**Text shown**
— Begin —
All in all, I would say that the side with all Enduro has a magnifying effect that the other does not... I think I might attribute this to the fact that cellulose sealer is not as clear as the enduro.
I did a fingernail dent test on both sides and could dent the finish, with some effort... but then again any poly or lacquer finish needs to cure. I would not wait to assemble this if it were a pen blank.. but I would wait a couple of more days before adding it to stock or selling it.
This is a finish that is definately going to be added to my arsenal.


----------



## ryannmphs (Jun 14, 2005)

Cool, thanks for the update Tom!

I've been thinking of trying the Enduro finish for some time now, just haven't had the time to get to it yet.

Ryan


----------



## hobby_dale (Jun 14, 2005)

Tom, great comparison and thanks for posting the results.  I have received my order of Enduro and am working to try it out.  I hope my results are the same (if not better[]).

Dale


----------



## JimGo (Jun 14, 2005)

Thanks Tom!


----------



## swm6500 (Jun 14, 2005)

Thanks Griz, I believe I would have to vote for the 100% Enduro finish.


----------



## MDWine (Jun 14, 2005)

[] Thanks Tom!!!  That is a good report!
I ordered the 'introductory' kit last Friday, I think I made the right move.

How did you apply the gloss coat? Spinning? Brush? Spray?
— End —
**Short exercise**
According to the forum thread above, why does the side finished entirely with Enduro have a magnifying effect that the other side lacks?

**Provided data**
— Begin —
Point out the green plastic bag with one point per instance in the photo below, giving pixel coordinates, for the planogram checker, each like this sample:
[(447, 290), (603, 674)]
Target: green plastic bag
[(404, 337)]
— End —
**The answer**
The poster attributes the difference to the cellulose sealer used on the other side, which is not as clear as the Enduro.